* Explore the material *
(a) Decide whether each statement agrees with the personal essay: (i) the narrator's brother snapped a rubber snake in half; (ii) the professor said people fear death more than dying; (iii) Macron pledged to rebuild the cathedral within ten years. Answer yes or no for each and quote the deciding words.
(b) Rewrite the personal essay from "Once the initial" to "delaying the inevitable.", renaming "cathedral" as "church".
(c) According to the personal essay, where was the narrator's family on vacation during the incident with the toys?

### Excerpted passage

Once, when I was a kid, my family and I were on vacation in Wales. My little brother and I would always wake up early and play with our toys while our parents slept in. That morning we were playing with a set of animal toys. An argument broke out and my brother grabbed a rubber snake, pulled from both ends, and snapped it in half. I started crying and thumped him. He started crying too. Our parents woke up and I got punished. Obviously, my crime was worse, but back then I didn’t think so. In a few minutes, my brother would be fine. Whereas my toy would be broken forever.
Of course, the life of a child is so fleeting. Our curiosity takes us from one focus to the next. In a day or two the toy would be forgotten about. But on that morning, it was the most important thing. In the moment, the tiniest misfortune seems like the end of the world.
Many years later, these childhood fears resurfaced during a philosophy class in college. Our professor stated that people were more afraid of dying than death itself. But a friend of mine spoke up and declared that he was more afraid of death.
“I just can’t imagine not existing.”
I felt as though his words echoed my own longstanding fear of the point of no return.
But I wonder if I’m still as afraid of death now as I had been growing up.
Once the initial shock of seeing the Notre Dame ablaze had passed, I began to feel oddly at peace with the whole thing.
I read that Macron had pledged to rebuild the cathedral within five years, and all I could think was that we were delaying the inevitable.

######
### Data provided

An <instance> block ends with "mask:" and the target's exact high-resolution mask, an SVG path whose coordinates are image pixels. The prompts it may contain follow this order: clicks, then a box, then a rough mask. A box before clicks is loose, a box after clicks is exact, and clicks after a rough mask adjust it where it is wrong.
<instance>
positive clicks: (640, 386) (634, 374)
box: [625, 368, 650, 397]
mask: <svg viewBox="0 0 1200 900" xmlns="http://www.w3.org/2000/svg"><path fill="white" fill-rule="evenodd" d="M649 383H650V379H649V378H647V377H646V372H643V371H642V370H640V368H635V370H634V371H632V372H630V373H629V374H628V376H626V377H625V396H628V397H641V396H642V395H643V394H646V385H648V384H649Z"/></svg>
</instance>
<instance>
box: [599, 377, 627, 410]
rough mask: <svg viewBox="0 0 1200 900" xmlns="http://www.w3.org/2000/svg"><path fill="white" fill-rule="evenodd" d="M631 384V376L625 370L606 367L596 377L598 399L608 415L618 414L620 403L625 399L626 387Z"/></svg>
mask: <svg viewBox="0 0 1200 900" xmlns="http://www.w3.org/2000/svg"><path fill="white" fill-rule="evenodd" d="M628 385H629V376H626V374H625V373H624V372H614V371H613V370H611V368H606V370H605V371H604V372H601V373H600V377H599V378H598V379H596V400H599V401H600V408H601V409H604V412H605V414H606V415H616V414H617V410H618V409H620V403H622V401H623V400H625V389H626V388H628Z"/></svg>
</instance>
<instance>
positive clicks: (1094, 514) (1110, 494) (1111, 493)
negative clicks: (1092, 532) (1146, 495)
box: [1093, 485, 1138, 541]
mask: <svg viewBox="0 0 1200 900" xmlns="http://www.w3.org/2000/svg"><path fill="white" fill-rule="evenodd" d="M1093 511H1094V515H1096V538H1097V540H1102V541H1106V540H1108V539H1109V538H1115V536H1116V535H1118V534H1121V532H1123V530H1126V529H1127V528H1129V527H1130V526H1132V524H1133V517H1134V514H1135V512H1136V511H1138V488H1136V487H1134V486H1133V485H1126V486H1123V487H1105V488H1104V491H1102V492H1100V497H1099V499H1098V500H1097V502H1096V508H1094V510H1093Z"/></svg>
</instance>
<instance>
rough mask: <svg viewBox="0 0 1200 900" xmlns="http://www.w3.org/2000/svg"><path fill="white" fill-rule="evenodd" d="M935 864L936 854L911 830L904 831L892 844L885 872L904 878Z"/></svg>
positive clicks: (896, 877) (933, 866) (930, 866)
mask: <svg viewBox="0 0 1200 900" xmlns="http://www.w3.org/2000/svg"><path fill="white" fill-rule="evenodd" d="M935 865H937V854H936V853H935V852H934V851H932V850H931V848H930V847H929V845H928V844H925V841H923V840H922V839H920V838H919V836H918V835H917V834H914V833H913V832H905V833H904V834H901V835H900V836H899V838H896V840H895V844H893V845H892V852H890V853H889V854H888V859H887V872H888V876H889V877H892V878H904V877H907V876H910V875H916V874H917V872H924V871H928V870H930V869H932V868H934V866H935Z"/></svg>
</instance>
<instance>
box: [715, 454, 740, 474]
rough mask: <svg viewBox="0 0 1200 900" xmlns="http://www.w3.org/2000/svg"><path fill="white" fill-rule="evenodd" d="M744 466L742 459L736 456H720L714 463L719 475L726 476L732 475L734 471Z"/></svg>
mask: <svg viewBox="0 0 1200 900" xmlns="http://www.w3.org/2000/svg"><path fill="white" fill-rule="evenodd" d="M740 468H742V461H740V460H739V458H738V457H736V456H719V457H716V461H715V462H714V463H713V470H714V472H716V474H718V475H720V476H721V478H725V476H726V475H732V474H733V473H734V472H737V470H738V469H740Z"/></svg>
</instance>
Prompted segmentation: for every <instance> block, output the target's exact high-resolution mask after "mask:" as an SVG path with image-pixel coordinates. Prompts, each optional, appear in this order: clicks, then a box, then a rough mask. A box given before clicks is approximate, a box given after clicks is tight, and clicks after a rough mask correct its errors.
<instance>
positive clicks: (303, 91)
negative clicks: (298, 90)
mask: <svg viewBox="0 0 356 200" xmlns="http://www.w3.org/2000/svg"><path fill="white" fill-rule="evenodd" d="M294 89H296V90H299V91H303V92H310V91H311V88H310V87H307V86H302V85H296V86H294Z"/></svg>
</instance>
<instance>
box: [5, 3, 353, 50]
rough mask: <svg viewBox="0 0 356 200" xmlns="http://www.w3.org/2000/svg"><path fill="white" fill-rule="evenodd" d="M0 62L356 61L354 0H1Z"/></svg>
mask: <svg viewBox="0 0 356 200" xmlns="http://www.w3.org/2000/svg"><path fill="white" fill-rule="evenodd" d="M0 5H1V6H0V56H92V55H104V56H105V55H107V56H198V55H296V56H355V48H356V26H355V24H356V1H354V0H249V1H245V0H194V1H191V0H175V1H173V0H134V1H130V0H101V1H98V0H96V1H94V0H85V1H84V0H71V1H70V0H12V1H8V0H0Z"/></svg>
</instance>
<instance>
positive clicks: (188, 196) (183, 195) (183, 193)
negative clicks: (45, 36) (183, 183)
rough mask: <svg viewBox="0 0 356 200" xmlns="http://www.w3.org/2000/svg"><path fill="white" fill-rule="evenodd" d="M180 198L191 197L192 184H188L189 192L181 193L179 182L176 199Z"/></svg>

######

* Answers provided *
(a)
(i) Yes: "my brother grabbed a rubber snake, pulled from both ends, and snapped it in half."
(ii) No: "Our professor stated that people were more afraid of dying than death itself."
(iii) No: "Macron had pledged to rebuild the cathedral within five years"

(b)
Once the initial shock of seeing the Notre Dame ablaze had passed, I began to feel oddly at peace with the whole thing.
I read that Macron had pledged to rebuild the church within five years, and all I could think was that we were delaying the inevitable.

(c) Wales.